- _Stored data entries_
■ ■ ■

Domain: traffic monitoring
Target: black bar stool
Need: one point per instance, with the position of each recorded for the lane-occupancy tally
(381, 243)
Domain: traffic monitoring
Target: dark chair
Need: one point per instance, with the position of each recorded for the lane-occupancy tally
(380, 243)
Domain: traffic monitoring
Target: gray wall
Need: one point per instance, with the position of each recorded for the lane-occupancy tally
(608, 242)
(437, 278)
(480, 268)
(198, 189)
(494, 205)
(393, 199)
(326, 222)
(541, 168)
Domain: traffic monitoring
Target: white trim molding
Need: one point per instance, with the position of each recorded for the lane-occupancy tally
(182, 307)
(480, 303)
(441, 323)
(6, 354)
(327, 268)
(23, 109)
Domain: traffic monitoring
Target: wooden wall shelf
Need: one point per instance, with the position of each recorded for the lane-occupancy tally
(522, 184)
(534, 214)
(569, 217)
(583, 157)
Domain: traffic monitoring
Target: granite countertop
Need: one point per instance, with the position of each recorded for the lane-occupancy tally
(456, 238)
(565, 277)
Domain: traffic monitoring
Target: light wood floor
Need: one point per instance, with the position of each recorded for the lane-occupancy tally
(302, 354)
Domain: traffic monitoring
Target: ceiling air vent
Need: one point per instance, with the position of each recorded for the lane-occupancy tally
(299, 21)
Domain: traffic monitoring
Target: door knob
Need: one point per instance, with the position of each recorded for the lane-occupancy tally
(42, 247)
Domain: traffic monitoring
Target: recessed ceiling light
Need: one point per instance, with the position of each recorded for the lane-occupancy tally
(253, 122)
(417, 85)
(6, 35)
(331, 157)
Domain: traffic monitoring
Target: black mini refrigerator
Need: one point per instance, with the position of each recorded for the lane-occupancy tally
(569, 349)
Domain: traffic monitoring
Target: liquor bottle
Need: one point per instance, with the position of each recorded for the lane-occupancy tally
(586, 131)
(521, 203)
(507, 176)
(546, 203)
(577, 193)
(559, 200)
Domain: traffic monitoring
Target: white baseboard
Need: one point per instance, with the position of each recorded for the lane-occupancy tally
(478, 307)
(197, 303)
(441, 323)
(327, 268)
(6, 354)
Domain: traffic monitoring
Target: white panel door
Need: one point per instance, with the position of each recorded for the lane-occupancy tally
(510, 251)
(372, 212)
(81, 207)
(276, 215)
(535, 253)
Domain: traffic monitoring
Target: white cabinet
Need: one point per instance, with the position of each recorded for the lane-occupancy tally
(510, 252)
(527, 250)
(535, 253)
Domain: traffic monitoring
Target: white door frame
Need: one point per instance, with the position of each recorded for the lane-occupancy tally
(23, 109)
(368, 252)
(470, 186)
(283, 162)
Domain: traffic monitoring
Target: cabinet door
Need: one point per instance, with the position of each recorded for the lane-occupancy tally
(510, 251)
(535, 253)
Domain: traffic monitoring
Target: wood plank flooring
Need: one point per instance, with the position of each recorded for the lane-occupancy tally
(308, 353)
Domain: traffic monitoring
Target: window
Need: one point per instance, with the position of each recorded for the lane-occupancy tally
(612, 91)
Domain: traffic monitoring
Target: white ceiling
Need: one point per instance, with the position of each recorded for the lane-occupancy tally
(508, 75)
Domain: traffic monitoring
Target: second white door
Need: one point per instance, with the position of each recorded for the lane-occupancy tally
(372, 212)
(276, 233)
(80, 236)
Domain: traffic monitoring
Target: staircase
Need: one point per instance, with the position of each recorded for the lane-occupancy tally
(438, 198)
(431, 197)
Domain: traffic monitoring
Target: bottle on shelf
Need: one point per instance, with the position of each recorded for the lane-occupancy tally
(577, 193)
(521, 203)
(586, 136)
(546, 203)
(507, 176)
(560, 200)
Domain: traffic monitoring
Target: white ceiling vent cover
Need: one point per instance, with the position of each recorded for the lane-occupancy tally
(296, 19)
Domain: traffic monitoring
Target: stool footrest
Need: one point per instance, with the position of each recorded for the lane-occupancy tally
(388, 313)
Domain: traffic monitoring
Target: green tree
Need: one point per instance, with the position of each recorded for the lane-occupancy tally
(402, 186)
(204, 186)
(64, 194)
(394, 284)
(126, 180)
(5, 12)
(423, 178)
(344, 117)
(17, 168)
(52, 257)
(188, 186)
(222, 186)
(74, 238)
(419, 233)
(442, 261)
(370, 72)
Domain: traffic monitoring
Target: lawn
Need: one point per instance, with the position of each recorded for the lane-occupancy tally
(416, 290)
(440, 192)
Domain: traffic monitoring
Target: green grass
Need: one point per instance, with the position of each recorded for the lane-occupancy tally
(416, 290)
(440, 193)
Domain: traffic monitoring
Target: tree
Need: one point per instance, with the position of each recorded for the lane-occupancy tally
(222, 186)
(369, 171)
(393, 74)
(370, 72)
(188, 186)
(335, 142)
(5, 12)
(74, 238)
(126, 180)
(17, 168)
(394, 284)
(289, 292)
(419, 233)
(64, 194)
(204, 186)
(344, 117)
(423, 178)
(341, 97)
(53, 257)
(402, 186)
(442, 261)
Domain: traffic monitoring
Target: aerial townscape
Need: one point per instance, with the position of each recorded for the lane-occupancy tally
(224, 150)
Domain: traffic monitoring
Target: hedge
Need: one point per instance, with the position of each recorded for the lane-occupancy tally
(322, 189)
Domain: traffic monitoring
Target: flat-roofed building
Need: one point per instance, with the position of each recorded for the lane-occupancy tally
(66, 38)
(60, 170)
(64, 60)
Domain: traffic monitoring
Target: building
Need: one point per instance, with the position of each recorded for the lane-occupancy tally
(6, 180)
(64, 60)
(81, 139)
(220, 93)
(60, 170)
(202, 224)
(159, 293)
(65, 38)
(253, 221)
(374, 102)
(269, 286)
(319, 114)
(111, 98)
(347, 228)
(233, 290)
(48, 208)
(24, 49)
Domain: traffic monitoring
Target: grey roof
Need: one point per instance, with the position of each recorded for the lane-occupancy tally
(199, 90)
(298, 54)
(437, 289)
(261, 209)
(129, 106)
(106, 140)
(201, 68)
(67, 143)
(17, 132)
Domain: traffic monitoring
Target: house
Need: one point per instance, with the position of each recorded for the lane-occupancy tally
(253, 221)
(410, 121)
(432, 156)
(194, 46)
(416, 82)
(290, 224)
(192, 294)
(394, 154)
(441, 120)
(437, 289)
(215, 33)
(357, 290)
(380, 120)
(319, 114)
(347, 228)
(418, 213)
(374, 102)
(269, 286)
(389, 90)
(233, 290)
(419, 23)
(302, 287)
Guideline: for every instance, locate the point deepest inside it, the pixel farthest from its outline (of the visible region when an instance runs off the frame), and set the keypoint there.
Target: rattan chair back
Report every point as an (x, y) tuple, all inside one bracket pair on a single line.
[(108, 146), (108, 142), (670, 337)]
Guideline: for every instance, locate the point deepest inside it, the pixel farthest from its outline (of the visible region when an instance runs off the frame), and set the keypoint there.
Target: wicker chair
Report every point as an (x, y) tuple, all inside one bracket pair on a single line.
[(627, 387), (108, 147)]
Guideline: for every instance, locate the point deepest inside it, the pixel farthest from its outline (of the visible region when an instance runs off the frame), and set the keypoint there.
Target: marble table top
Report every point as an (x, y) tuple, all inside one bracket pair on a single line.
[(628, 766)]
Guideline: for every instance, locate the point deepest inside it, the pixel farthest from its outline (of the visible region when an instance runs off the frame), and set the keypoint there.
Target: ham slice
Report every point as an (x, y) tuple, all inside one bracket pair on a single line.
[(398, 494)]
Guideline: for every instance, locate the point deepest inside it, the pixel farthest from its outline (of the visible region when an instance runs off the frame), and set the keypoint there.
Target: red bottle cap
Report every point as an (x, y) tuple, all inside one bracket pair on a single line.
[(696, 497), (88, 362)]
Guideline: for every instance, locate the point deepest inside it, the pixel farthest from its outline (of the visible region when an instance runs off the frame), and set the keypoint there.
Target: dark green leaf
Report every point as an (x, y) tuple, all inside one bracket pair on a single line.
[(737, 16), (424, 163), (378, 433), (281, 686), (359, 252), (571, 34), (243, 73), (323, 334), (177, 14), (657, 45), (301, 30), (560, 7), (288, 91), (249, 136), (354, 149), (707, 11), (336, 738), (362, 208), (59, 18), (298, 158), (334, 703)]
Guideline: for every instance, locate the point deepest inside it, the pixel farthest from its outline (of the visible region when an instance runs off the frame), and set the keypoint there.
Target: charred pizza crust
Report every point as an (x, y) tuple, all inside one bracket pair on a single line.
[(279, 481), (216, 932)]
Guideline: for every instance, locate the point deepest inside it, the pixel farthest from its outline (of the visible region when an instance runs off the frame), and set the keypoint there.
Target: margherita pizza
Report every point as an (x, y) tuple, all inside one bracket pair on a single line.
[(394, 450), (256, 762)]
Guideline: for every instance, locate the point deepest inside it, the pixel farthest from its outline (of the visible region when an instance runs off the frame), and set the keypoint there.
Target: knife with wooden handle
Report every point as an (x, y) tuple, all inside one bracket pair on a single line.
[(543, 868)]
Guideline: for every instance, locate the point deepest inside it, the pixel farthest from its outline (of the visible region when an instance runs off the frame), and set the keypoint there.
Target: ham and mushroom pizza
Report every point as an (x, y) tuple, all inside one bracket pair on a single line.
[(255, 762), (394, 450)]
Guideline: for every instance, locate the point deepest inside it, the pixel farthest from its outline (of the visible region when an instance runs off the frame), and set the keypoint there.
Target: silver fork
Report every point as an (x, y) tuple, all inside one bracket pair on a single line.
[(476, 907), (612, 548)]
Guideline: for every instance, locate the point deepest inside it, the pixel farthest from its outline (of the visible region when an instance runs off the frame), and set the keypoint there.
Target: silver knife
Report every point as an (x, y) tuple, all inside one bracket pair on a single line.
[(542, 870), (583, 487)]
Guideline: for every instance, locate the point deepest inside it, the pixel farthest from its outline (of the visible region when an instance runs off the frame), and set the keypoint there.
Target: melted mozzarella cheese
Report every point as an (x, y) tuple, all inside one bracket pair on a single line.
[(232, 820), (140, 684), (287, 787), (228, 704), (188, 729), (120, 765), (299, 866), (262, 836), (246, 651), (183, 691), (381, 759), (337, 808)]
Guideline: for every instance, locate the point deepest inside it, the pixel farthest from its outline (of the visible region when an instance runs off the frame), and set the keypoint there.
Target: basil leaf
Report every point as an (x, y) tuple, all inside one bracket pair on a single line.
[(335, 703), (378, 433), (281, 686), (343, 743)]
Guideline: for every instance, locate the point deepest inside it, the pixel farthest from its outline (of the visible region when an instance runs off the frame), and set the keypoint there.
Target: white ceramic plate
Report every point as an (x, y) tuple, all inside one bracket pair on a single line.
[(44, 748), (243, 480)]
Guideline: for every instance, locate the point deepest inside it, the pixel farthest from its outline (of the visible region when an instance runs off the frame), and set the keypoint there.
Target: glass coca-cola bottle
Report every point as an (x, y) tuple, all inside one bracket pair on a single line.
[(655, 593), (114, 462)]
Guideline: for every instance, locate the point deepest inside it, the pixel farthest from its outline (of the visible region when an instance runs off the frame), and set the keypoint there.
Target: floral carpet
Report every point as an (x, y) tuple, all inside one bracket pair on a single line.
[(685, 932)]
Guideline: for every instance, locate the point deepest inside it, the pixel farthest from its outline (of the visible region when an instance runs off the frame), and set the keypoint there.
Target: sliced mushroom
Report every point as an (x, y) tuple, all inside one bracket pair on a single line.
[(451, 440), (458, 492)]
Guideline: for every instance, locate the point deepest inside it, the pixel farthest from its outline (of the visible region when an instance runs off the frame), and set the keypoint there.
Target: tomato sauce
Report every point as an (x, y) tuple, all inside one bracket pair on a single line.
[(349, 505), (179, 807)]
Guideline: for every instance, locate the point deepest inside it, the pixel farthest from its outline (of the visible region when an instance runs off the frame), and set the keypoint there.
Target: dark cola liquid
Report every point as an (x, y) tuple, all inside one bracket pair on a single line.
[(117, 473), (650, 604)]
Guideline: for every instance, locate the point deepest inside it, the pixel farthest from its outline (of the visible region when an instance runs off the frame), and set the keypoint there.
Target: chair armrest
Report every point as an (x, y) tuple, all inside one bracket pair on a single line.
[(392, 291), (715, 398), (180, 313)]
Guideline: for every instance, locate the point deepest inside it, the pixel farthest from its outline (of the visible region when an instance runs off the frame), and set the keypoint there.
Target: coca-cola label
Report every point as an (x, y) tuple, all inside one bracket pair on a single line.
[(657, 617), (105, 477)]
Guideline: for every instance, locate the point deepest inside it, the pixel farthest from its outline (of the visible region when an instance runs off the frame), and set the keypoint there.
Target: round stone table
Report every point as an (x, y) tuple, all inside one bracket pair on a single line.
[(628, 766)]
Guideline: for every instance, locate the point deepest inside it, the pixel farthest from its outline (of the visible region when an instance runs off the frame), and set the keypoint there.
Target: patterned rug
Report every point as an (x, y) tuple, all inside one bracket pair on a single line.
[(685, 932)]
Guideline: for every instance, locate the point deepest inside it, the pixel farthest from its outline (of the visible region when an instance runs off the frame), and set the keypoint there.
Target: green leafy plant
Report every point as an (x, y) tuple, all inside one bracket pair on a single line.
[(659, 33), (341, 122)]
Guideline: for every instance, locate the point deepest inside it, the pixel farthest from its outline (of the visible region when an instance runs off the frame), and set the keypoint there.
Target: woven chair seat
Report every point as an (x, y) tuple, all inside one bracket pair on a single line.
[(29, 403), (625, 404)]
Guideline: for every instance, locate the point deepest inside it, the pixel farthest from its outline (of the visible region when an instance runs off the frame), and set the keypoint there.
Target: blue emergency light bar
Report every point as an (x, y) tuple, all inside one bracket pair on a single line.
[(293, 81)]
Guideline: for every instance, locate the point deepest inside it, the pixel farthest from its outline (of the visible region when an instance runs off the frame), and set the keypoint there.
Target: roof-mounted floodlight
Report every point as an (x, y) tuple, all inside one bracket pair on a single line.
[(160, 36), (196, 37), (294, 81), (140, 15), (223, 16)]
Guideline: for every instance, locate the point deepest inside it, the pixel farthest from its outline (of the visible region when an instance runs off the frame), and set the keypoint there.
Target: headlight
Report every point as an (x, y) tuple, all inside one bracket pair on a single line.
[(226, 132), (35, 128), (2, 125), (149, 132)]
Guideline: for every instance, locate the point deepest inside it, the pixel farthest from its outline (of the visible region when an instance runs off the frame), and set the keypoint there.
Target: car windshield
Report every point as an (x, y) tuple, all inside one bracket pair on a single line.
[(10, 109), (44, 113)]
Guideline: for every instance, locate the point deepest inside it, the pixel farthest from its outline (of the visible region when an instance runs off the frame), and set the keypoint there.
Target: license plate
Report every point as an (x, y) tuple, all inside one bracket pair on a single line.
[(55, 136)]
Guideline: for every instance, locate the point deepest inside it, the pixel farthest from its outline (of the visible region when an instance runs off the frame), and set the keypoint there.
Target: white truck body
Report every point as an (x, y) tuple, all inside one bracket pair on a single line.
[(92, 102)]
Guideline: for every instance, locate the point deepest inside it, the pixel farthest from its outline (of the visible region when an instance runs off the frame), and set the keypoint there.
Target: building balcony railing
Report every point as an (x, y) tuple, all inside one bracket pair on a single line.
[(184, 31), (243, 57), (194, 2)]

■ ■ ■

- _WORK INSTRUCTION_
Once you find the string "chair" in a line of the records, copy that line.

- _RESULT_
Target: dark chair
Target: rattan chair back
Target: wicker chair
Target: chair armrest
Target: woven chair seat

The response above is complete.